═══ Angezeigter Text

Wer ist für den Winterdienst verantwortlich?

Die Zuweisung der Verantwortlichkeit ist öffentlich-rechtlich determiniert. In Art. 14 Abs. 2 S. 1 des Grundgesetzes heißt es „Eigentum verpflichtet”. Somit ergibt sich auch eine grundsätzliche Zuweisung der Grundstücksverantwortlichkeit an den Grundstückseigentümer. Er hat dafür zu sorgen, dass von seinem Grundstück keine Gefahren für Dritte ausgehen. Die Reinigungs-, Streu- und Räumpflicht auf den an das Grundstück angrenzenden öffentlichen Verkehrswegen obliegt hingegen dem Träger der Straßenbaulast, also meistens der Gemeinde. Diese macht jedoch für gewöhnlich von ihrem Recht Gebrauch, die Pflicht zur Reinigung bzw. Räumung des angrenzenden Gehwegs durch Satzung oder Verordnung auf den Grundstückseigentümer zu übertragen. Für den Grundstückseigentümer ergibt sich hieraus ebenfalls eine Verkehrssicherungspflicht.


Ist die Winterdienstpflicht delegierbar?

Der Verkehrssicherungspflichtige hat die Möglichkeit, seine Pflichten auf einen Dritten (z. B. auf einen Mieter) zu übertragen. Voraussetzung ist nach der Rechtsprechung, dass die Übertragung so klar und eindeutig vereinbart wird, dass die Ausschaltung von Gefahren sichergestellt ist. Die Pflicht zur Reinigung, Bestreuung und Räumung wandelt sich dann für den Grundstückseigentümer in eine Kontroll- und Überwachungspflicht um. Erforderlich sind regelmäßige, auch unangekündigte Kontrollgänge zu verschiedenen Uhrzeiten. Diese sollten zu Beweiszwecken ausführlich dokumentiert werden. Auch Beschwerden ist nachzugehen und für Abhilfe zu sorgen.


Inhalt und Umfang der Verkehrssicherungspflicht?

══════
═══ Datenzeilen

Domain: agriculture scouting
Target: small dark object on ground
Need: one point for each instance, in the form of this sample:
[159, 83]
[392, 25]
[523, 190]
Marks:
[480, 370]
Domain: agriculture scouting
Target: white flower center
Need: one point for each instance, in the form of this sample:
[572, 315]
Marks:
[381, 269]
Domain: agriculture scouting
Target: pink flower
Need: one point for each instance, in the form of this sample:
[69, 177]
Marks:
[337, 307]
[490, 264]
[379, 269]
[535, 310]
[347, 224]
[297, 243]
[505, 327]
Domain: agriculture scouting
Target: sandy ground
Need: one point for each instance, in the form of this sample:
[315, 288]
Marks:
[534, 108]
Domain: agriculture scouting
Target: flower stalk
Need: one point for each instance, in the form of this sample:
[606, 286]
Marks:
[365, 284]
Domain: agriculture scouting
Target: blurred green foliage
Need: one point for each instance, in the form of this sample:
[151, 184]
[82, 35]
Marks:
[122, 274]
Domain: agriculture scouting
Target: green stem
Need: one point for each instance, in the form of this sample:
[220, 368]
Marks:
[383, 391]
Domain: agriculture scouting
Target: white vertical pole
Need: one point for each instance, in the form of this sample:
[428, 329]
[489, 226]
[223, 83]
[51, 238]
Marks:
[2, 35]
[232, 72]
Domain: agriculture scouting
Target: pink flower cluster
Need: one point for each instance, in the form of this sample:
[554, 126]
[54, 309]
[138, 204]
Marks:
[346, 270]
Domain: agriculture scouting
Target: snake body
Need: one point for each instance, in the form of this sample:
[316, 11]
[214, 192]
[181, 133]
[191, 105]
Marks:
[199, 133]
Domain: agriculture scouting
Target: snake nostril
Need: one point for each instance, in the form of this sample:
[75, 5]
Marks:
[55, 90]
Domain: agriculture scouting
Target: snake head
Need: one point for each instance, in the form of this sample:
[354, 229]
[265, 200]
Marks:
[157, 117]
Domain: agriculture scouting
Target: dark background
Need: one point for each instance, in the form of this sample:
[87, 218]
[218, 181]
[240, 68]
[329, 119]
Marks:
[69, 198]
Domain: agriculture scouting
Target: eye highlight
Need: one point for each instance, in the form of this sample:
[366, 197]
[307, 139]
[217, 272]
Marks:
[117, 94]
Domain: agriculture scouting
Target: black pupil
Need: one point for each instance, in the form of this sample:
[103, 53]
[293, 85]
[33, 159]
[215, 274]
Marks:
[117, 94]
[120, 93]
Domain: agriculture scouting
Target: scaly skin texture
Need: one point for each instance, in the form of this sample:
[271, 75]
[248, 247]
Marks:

══════

Aufgaben:
[A] Wiederhole den Text zum Winterdienst wortgetreu, beginnend bei „Die Zuweisung der“ und endend bei „die Winterdienstpflicht delegierbar?“.
[B] Wem obliegt laut dem Text zum Winterdienst die Reinigungs-, Streu- und Räumpflicht auf den an das Grundstück angrenzenden öffentlichen Verkehrswegen?
[C] Prüfe bitte, ob die folgenden Aussagen mit dem Text zum Winterdienst übereinstimmen, und antworte jeweils mit Ja oder Nein samt den entscheidenden Worten aus dem Text als wörtlichem Zitat.
(i) Die Kontrollgänge des Grundstückseigentümers müssen vorher angekündigt werden.
(ii) Die Gemeinde kann die Pflicht zur Räumung des angrenzenden Gehwegs per Satzung oder Verordnung auf den Grundstückseigentümer übertragen.
(iii) Nach einer wirksamen Übertragung auf einen Dritten hat der Grundstückseigentümer keinerlei Pflichten mehr.

Lösungen:
[A]
Die Zuweisung der Verantwortlichkeit ist öffentlich-rechtlich determiniert. In Art. 14 Abs. 2 S. 1 des Grundgesetzes heißt es „Eigentum verpflichtet”. Somit ergibt sich auch eine grundsätzliche Zuweisung der Grundstücksverantwortlichkeit an den Grundstückseigentümer. Er hat dafür zu sorgen, dass von seinem Grundstück keine Gefahren für Dritte ausgehen. Die Reinigungs-, Streu- und Räumpflicht auf den an das Grundstück angrenzenden öffentlichen Verkehrswegen obliegt hingegen dem Träger der Straßenbaulast, also meistens der Gemeinde. Diese macht jedoch für gewöhnlich von ihrem Recht Gebrauch, die Pflicht zur Reinigung bzw. Räumung des angrenzenden Gehwegs durch Satzung oder Verordnung auf den Grundstückseigentümer zu übertragen. Für den Grundstückseigentümer ergibt sich hieraus ebenfalls eine Verkehrssicherungspflicht.


Ist die Winterdienstpflicht delegierbar?

[B] Dem Träger der Straßenbaulast, also meistens der Gemeinde.

[C]
(i) Nein: „Erforderlich sind regelmäßige, auch unangekündigte Kontrollgänge zu verschiedenen Uhrzeiten.“
(ii) Ja: „die Pflicht zur Reinigung bzw. Räumung des angrenzenden Gehwegs durch Satzung oder Verordnung auf den Grundstückseigentümer zu übertragen“
(iii) Nein: „Die Pflicht zur Reinigung, Bestreuung und Räumung wandelt sich dann für den Grundstückseigentümer in eine Kontroll- und Überwachungspflicht um.“